Problem to solve:
Set all the material down again unchanged, without the pictures.

Dataset records:
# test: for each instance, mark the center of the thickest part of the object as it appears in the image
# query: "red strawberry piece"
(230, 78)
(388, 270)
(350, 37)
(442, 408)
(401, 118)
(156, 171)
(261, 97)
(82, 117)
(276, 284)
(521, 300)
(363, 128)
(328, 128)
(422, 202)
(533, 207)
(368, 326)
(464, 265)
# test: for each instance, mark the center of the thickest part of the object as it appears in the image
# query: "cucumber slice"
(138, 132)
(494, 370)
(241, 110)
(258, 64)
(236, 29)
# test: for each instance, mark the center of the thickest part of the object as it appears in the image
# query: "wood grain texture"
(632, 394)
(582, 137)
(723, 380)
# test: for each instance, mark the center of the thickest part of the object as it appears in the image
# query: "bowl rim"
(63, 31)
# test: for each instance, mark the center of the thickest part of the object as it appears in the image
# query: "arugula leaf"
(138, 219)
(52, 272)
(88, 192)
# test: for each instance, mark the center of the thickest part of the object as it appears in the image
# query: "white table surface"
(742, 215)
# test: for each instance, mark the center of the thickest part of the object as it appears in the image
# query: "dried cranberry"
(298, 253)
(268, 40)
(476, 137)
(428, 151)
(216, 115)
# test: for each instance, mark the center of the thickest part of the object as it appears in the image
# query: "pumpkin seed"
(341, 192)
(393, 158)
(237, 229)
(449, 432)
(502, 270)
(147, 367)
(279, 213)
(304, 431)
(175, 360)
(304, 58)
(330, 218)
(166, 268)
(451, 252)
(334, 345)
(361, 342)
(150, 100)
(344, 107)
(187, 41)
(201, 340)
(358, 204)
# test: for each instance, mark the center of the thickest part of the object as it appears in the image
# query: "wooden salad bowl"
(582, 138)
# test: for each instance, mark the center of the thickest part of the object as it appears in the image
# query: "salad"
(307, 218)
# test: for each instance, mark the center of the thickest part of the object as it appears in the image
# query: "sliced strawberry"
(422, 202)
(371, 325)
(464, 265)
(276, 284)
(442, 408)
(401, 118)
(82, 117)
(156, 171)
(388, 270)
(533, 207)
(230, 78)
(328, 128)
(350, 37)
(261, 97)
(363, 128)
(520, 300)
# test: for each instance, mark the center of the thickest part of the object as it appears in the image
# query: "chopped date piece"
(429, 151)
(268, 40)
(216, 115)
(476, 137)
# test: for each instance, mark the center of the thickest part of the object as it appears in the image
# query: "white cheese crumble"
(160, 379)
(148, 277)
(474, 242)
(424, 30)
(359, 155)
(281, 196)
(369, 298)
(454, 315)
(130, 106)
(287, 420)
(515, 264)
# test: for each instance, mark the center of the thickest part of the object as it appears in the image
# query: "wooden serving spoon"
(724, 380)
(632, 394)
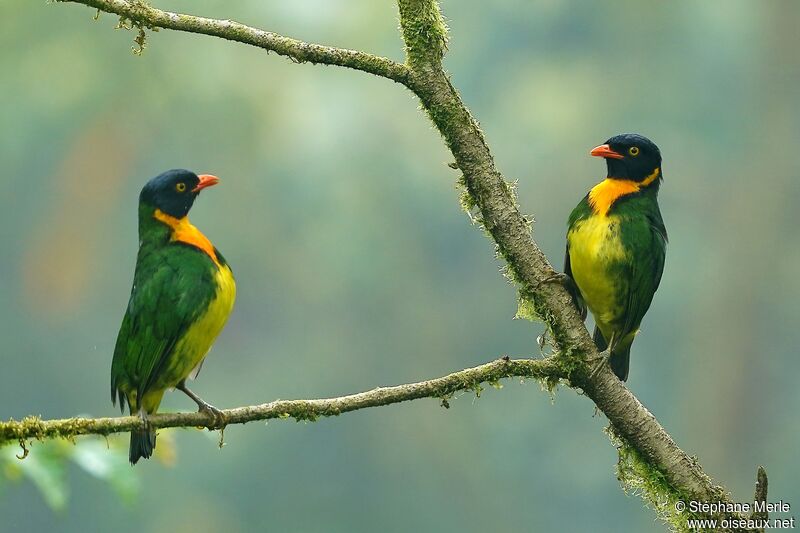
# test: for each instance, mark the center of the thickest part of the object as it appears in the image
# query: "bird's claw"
(600, 362)
(555, 277)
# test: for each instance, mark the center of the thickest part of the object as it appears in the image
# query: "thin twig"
(145, 16)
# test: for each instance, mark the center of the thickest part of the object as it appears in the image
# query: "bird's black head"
(174, 191)
(631, 156)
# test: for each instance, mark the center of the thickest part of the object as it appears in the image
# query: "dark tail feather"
(620, 362)
(620, 358)
(598, 339)
(143, 442)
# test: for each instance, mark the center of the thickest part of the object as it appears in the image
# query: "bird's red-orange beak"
(605, 150)
(206, 180)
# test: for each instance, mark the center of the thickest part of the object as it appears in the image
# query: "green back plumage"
(172, 287)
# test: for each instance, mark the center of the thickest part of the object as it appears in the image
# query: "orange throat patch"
(604, 194)
(184, 231)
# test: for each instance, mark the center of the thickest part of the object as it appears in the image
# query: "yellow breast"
(193, 347)
(594, 248)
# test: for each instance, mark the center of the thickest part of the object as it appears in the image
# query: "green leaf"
(109, 463)
(46, 469)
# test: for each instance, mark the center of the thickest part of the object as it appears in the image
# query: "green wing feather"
(645, 238)
(172, 288)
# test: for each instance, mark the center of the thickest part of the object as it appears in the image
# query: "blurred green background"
(357, 268)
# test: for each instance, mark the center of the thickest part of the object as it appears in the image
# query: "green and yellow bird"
(183, 292)
(616, 243)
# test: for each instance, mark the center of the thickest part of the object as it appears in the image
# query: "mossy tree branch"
(140, 14)
(441, 388)
(646, 449)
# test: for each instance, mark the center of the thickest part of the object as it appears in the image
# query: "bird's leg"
(555, 277)
(203, 406)
(604, 357)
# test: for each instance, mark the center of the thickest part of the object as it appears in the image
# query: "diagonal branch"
(443, 388)
(143, 15)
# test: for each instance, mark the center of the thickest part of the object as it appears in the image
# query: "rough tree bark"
(650, 460)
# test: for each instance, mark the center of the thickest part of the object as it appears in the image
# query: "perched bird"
(616, 244)
(183, 291)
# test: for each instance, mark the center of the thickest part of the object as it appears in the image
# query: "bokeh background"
(357, 268)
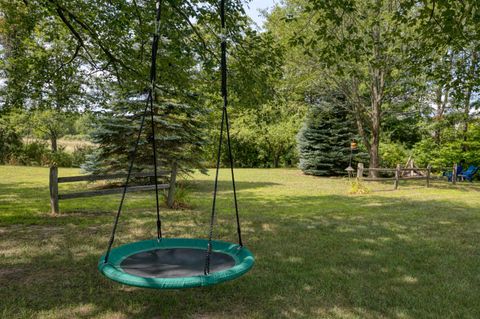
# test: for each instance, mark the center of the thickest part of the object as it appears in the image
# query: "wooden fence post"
(397, 176)
(429, 171)
(454, 174)
(53, 184)
(171, 190)
(360, 170)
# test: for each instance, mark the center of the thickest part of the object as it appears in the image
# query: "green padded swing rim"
(244, 261)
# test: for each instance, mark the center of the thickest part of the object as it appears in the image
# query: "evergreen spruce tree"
(324, 140)
(179, 134)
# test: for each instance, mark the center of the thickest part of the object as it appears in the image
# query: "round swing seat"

Solution to the exercise:
# test: for each instance, mark the center of the thickest part of the object as it appears in the image
# query: "red strawberry piece"
(230, 78)
(388, 270)
(350, 37)
(442, 408)
(401, 118)
(156, 171)
(261, 97)
(82, 117)
(276, 284)
(521, 300)
(363, 128)
(328, 128)
(422, 202)
(533, 207)
(368, 326)
(464, 265)
# test: for each instance, mark the center of the thickest part of the object as it appears in the image
# query: "cucumber slice"
(138, 132)
(494, 370)
(241, 110)
(258, 64)
(236, 29)
# test: for each instance, mark the center of the thickest part of the object as it appears in the image
# query: "wood grain texture"
(632, 394)
(582, 137)
(723, 380)
# test: for each instance, mark the center of the thickest part of the object as it appears in the image
# query: "bowl rim"
(63, 31)
# test: for each instance, mark the center of the thickest part of the object as it appears in the image
# query: "arugula leaf"
(138, 219)
(52, 272)
(88, 192)
# test: for each instance, mark the center of the thickest part of the object as it appears in the image
# query: "white table surface"
(742, 215)
# test: for each instance, mark the center of the thickest part of the object as it appears in the image
# query: "dried cranberry"
(298, 253)
(268, 40)
(476, 137)
(428, 151)
(216, 115)
# test: for each instance, mark the center of the thickest part of the object as it appears in the image
# query: "pumpkin seed"
(341, 192)
(393, 158)
(237, 229)
(449, 432)
(502, 270)
(147, 367)
(279, 213)
(304, 431)
(175, 360)
(304, 58)
(330, 218)
(166, 268)
(451, 252)
(334, 345)
(361, 342)
(150, 100)
(344, 107)
(187, 41)
(201, 340)
(358, 204)
# test: for each instance, mark the center of the thickest part of the object as it appears in the image
# query: "wooden salad bowl"
(582, 138)
# test: for each instance, mark the center of the thickest part of the object as it appears in the image
# query: "salad"
(307, 218)
# test: for each instance, mark the center of the thickest part of the object as it appears in the image
# query: "sliced strawberry"
(422, 202)
(371, 325)
(464, 265)
(276, 284)
(442, 408)
(401, 118)
(82, 117)
(156, 171)
(388, 270)
(533, 207)
(230, 78)
(328, 128)
(350, 37)
(261, 97)
(363, 128)
(520, 300)
# test: for each instance, mark the center of the thickest part of the object as it appears in the image
# query: "chopped date piece"
(429, 151)
(268, 40)
(216, 115)
(476, 137)
# test: for each instance, mark the center of the thickest part of the object as it appears in the image
# query: "white cheese crumble"
(160, 379)
(148, 277)
(474, 242)
(424, 30)
(359, 155)
(281, 196)
(369, 298)
(454, 315)
(130, 106)
(287, 420)
(515, 264)
# test: for each instance, mark the center of the thickest part of the object as it appears in the image
# query: "wooden serving spoon"
(724, 380)
(632, 394)
# test: for each instance, mark the center of the thickest part of the object as it appears in the image
# query: "bird's claw"
(600, 362)
(555, 277)
# test: for each instance, mark the center of the thickest part of the object as it appears in the image
# query: "thin twig"
(145, 16)
# test: for each instance, mark the center of the thickest part of the object as it appears in the image
# query: "bird's black head"
(174, 191)
(631, 156)
# test: for each instance, mark the center of the thickest part of the object as it appears in the image
# query: "dark tail feather"
(620, 362)
(620, 358)
(598, 339)
(143, 442)
# test: for each instance, mark the center of the thickest part of the object as it appears in the image
# query: "bird's red-orange beak"
(605, 150)
(206, 180)
# test: for each instance, mark the center of the thickest part of the object as it appears in the image
# query: "green back plumage"
(172, 287)
# test: for each instance, mark the center of the thickest part of the object as it appears in the image
# query: "orange throat patch"
(604, 194)
(184, 231)
# test: for each instance, mark the center of the thickest part of the object as it appears in the image
# query: "yellow breast"
(193, 347)
(594, 248)
# test: for each instance, mark the center of the thickest part of the object as it appears in the image
# query: "green leaf"
(109, 463)
(46, 469)
# test: for each instance, mark the center of the thickest part of the object as it appears in the image
# query: "green wing feather"
(645, 238)
(172, 288)
# test: for each instance, mark the center of the thickest part of the object as it appears in the image
# query: "blurred green background"
(357, 268)
# test: for each instance, mark the center of the thickest part of the object as it appears in the image
# query: "green and yellow bird"
(183, 292)
(616, 243)
# test: for each instance, mark the center of the thickest part of the object as it appears in the image
# query: "mossy tree branch"
(140, 14)
(441, 388)
(646, 449)
# test: for each instance, mark the center of the thickest part of the object as it appears in the image
# query: "bird's leg"
(555, 277)
(203, 406)
(604, 357)
# test: for each instance, mark the center of the thickest part of the object as it appears in the image
# query: "diagonal branch"
(443, 388)
(143, 15)
# test: for each instance, mark the center of the thickest part of the object as it appears in the image
# query: "rough tree bark"
(650, 460)
# test: for each instance, mark the center of the thickest part of the object as it appears in the image
# query: "perched bird"
(616, 244)
(183, 291)
# test: for each instance, mark the center of the thickest part of the object as it appears in the image
# query: "bokeh background"
(357, 268)
# test: for each instance, mark the center of the thickest part of the object as it appears in the image
# query: "wooden fence post"
(397, 176)
(429, 171)
(454, 174)
(53, 184)
(171, 190)
(360, 170)
# test: for each instance, mark the center of the thickest part of the object as it appears in the image
# query: "green padded swing rim"
(244, 261)
# test: for each instance, mark the center of the thickest part of the object as it appears in the image
# query: "evergreen spruce tree"
(324, 140)
(179, 134)
# test: for each instance, mark the center of the thickest part of the object as it appears in the image
# query: "round swing seat"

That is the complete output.